───── Text extract
Only last week, 23 firewood poachers were arrested by scouts. They were only cautioned and released — handing them over to local police would have been an exercise in futility, the scouts say.
“If you hand them over to the police you will see them walking back across the border as if nothing happened,” Nelson Bandura says.
Vumba tropical rainforest has a unique flora and rare habitat — including an impressive over 420 bird species packed in its relatively small space offering arguably the best bird watching vantage point on the African continent is in dire strain.
Tree poaching is threatening to leave its breath-taking mountains bare and completely destroy its capacity to sustain such uncommon bird species like Swynnerton’s robin, and Zimbabwe’s rare Chirinda Apollis as well as animal species like the dwarf chameleon, blue monkey and blue duiker.
The increasingly balding mountains have for long been taunted as a cradle to some of Zimbabwe’s unique flora and fauna.
The forest, in spite of all its fame, is not a gazetted forest exposing it to be also unsustainably exploited commercially by individuals, communities and corporates.
──────────
───── Excerpted data
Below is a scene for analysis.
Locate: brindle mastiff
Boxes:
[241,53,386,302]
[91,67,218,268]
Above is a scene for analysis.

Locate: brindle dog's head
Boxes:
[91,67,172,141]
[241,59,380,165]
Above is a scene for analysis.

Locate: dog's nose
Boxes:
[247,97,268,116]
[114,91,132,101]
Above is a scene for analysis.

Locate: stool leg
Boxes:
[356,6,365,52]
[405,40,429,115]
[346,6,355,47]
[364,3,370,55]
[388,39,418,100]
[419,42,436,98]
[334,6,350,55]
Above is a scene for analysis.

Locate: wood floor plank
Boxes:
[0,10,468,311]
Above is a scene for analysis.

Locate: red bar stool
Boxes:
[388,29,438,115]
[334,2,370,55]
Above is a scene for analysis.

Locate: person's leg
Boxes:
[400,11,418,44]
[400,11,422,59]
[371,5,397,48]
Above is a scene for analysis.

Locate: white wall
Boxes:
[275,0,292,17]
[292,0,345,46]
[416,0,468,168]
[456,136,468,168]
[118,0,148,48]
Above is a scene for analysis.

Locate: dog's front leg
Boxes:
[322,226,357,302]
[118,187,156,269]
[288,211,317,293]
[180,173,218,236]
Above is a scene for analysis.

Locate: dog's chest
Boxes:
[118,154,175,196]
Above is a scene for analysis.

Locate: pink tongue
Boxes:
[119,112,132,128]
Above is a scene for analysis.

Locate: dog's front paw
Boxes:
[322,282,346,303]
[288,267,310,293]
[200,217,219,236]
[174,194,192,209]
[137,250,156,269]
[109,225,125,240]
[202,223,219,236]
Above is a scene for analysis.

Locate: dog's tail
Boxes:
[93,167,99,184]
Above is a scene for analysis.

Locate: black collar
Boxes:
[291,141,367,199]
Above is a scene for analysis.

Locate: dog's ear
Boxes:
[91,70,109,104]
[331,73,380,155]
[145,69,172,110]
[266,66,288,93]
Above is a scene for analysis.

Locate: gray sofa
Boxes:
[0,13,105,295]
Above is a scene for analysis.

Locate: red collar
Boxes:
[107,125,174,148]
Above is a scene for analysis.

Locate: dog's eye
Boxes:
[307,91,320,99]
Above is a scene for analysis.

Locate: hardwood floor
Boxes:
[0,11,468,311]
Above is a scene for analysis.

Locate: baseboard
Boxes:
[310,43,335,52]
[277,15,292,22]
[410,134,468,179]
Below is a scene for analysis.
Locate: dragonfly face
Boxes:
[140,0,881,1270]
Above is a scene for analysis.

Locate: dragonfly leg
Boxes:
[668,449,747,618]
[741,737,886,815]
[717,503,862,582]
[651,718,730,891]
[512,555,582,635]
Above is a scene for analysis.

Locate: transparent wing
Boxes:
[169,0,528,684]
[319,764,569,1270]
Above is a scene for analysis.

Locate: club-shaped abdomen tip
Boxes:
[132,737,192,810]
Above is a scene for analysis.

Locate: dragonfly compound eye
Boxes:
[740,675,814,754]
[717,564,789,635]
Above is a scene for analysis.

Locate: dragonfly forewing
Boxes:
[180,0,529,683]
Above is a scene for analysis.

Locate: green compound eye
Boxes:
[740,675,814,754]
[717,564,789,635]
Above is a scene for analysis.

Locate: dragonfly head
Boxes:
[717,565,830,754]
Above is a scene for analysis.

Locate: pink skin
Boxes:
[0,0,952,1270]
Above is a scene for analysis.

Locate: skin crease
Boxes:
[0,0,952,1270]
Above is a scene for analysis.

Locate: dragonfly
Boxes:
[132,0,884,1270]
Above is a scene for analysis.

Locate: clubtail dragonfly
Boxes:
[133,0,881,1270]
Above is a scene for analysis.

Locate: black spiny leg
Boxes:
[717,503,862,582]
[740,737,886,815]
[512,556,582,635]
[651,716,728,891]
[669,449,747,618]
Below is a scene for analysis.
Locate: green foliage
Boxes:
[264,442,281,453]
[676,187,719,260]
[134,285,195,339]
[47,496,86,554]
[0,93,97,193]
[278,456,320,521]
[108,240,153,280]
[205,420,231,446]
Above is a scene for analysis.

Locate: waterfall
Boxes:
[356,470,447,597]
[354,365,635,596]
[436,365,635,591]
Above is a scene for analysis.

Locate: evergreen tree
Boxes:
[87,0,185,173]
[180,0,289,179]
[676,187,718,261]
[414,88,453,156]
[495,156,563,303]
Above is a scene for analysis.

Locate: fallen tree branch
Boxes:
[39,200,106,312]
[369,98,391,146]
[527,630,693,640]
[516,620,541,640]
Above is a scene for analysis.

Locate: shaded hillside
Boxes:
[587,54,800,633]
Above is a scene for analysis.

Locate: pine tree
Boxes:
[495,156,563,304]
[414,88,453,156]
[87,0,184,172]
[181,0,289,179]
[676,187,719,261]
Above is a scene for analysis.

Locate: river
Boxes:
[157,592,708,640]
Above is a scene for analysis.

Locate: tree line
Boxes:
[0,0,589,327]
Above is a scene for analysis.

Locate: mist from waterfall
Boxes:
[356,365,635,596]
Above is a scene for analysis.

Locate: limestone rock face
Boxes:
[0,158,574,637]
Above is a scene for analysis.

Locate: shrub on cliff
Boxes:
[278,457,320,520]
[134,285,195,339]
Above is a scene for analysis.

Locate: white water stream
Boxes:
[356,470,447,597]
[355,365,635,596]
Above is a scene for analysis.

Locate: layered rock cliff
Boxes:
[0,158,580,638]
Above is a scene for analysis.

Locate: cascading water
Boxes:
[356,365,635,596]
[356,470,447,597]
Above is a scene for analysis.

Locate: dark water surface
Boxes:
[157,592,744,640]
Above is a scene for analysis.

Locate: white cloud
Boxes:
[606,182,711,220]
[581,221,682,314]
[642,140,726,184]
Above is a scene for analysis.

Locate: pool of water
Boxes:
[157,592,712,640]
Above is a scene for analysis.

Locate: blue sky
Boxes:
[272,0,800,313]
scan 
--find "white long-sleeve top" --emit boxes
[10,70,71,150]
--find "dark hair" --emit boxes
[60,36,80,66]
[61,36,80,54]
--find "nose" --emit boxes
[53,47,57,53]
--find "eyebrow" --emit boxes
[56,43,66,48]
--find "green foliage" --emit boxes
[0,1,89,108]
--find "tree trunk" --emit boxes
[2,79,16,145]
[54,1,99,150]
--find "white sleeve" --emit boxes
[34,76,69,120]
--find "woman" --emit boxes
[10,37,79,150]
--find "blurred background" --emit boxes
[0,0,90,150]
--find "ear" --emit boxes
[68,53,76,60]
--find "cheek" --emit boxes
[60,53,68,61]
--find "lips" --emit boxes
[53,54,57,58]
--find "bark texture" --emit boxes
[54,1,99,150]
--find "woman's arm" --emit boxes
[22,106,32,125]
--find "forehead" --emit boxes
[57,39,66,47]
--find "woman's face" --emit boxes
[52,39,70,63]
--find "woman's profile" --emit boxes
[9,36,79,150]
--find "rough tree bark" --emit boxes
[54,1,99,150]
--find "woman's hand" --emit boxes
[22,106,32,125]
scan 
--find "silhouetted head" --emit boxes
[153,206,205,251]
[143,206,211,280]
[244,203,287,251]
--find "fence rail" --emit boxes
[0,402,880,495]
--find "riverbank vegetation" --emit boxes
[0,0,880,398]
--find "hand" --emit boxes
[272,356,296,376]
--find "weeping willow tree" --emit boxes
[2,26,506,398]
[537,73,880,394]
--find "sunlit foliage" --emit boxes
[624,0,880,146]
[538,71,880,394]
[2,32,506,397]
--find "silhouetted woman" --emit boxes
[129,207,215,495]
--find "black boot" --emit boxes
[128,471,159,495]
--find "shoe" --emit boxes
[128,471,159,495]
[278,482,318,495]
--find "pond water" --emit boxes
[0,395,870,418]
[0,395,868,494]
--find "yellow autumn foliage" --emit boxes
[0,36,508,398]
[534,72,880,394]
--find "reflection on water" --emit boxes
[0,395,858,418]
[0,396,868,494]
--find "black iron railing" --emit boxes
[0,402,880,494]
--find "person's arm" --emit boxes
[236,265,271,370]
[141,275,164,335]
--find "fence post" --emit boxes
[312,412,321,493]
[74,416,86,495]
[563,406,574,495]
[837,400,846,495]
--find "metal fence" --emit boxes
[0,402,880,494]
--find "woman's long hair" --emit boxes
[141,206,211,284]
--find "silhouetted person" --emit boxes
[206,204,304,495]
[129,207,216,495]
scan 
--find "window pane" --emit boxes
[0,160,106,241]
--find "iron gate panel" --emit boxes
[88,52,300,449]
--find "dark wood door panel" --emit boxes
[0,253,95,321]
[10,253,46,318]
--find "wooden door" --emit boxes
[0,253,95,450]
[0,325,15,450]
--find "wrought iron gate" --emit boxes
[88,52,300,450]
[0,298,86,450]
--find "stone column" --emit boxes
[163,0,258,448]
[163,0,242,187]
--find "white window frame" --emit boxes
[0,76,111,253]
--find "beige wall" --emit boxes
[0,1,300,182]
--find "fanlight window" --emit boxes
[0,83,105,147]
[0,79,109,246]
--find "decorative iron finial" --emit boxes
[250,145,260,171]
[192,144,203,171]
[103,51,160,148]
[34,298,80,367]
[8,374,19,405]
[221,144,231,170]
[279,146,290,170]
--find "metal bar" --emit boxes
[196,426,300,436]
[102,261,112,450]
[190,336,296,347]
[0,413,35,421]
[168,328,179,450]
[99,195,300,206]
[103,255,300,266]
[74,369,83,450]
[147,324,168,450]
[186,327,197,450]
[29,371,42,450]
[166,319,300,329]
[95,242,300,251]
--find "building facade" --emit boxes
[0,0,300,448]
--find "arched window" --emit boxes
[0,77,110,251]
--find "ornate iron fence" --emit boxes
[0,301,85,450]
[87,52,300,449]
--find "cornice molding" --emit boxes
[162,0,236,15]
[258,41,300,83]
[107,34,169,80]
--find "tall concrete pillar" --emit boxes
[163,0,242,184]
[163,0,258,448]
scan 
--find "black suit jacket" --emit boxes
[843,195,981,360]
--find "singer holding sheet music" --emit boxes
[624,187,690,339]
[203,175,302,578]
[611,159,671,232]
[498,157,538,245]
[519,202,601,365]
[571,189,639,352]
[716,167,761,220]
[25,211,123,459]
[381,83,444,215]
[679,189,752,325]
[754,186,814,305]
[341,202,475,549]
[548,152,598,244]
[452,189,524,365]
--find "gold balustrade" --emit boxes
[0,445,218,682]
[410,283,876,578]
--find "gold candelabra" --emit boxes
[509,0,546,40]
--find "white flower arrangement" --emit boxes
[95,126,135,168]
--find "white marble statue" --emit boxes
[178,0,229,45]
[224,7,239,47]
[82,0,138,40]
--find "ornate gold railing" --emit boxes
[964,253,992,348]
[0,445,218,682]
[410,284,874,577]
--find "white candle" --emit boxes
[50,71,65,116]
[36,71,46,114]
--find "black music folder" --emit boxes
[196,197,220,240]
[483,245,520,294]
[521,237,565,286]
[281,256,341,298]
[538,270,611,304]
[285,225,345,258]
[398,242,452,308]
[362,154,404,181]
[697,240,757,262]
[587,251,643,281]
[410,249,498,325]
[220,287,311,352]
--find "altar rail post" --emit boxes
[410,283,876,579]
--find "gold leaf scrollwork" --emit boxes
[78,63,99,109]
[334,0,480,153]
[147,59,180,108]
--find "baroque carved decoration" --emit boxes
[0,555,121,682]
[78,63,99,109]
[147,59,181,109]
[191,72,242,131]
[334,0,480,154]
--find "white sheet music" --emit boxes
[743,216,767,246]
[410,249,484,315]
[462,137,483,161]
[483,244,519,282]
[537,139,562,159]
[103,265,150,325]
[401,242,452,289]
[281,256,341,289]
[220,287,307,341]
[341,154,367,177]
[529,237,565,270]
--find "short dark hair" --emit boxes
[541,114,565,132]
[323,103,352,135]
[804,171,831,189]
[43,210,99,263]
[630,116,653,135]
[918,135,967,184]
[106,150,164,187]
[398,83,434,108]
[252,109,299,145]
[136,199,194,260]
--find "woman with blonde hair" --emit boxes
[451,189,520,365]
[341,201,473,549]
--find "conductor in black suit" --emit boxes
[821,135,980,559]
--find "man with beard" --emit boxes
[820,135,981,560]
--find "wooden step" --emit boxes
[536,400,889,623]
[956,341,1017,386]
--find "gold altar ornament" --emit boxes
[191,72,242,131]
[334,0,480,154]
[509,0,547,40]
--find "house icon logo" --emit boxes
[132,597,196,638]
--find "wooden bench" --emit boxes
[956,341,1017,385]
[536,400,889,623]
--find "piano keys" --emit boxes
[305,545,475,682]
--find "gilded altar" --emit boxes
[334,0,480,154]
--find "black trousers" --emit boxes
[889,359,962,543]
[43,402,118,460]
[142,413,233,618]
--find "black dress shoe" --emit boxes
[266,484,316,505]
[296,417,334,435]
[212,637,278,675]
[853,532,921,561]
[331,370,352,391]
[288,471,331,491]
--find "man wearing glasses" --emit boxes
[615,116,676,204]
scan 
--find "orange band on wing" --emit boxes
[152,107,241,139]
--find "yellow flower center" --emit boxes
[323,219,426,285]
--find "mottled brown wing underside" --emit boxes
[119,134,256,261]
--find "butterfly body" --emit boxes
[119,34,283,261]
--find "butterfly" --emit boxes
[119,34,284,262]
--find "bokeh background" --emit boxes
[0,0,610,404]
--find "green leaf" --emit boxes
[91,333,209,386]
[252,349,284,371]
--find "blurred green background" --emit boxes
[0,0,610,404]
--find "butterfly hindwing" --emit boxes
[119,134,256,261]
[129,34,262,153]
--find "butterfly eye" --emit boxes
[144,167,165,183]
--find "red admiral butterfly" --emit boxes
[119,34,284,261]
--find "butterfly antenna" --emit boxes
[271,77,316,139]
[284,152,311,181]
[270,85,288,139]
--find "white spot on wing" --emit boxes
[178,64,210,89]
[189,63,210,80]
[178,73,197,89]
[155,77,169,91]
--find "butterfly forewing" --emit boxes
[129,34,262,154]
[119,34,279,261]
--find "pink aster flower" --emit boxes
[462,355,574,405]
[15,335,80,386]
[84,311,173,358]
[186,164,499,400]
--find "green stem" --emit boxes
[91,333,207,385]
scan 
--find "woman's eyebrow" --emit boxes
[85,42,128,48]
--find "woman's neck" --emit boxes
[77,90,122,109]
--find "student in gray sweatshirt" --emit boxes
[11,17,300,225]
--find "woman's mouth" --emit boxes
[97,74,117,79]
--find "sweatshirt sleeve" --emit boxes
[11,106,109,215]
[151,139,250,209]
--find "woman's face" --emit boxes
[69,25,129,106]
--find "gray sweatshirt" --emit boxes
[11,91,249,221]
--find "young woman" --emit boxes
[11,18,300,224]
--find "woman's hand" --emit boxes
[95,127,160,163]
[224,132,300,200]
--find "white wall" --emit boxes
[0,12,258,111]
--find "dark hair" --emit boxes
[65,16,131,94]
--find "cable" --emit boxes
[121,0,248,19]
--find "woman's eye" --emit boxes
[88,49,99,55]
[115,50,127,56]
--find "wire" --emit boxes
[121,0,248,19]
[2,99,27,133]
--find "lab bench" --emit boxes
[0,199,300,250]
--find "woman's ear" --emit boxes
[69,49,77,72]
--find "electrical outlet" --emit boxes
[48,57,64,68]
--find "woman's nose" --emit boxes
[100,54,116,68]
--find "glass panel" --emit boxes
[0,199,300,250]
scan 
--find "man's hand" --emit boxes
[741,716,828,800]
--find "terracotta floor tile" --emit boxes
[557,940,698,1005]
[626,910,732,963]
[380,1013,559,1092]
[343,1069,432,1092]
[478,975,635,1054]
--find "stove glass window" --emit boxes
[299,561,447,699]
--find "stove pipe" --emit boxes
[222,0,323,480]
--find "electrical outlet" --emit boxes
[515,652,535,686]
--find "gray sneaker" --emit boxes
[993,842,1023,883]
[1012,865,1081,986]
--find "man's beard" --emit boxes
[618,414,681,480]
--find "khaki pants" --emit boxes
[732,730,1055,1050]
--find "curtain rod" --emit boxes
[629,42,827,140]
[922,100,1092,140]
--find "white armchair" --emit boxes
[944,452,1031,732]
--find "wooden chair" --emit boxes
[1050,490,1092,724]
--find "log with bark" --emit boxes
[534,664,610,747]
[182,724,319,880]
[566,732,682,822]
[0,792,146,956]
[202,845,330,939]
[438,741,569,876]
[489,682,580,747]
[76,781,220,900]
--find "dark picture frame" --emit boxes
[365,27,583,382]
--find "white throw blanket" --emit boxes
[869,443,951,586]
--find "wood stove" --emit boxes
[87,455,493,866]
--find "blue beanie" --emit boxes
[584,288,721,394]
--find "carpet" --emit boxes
──────────
### Stated problem A
Recast the stretch from the start of the rows through the line containing "[118,0,148,48]" as a numbered list, omitting blank lines.
### Stated problem B
Continue the passage on tree poaching in the Vumba rainforest after its last sentence.

### Right answer A
1. Below is a scene for analysis.
2. Locate: brindle mastiff
3. Boxes:
4. [241,53,386,302]
5. [91,67,218,268]
6. Above is a scene for analysis.
7. Locate: brindle dog's head
8. Boxes:
9. [91,67,172,141]
10. [241,59,380,165]
11. Above is a scene for analysis.
12. Locate: dog's nose
13. Boxes:
14. [247,97,268,116]
15. [114,91,132,101]
16. Above is a scene for analysis.
17. Locate: stool leg
18. Boxes:
19. [356,6,365,52]
20. [405,40,429,115]
21. [346,6,355,47]
22. [364,3,370,55]
23. [388,39,418,100]
24. [419,42,436,98]
25. [334,6,350,55]
26. Above is a scene for analysis.
27. Locate: wood floor plank
28. Boxes:
29. [0,10,468,311]
30. Above is a scene for analysis.
31. Locate: red bar stool
32. Boxes:
33. [388,29,438,115]
34. [334,2,370,55]
35. Above is a scene for analysis.
36. Locate: person's leg
37. Boxes:
38. [400,11,418,44]
39. [400,11,422,59]
40. [371,5,397,48]
41. Above is a scene for analysis.
42. Locate: white wall
43. Boxes:
44. [275,0,292,17]
45. [292,0,345,46]
46. [416,0,468,168]
47. [456,136,468,168]
48. [118,0,148,48]

### Right answer B
Its Msasa woodlands and Montane forests, among where the rare Star of Africa Oak stand, are being broken and retreating further into the misty mountains limiting the aerial freedom of the elegant blue monkeys endemic to its canopies while snares litter the forest floors threatening the uncommon little blue duiker and unique dwarf chameleon among others.
This is despite it having an impressive catalogue of insect, bird and animal life among its tropical vegetation that receives an average of 1 800mm of rainfall each year.
Vumba is key to both Mozambique and local riverine systems as many key rivers had their sources in the mountains.
The famous Chikamba Dam in neighbouring Mozambique is supplied from the mountain. The banana crop in Burma Valley is irrigated from rivers whose sources are in the mountain.
Being the source of Mupudzi River which feeds the aptly named Mupudzi dam and goes further to feed Odzi and Save boosting its capacity to supply irrigation schemes that are dependent on the mighty transnational river.
Loss of vegetation in the mountain threatens all this.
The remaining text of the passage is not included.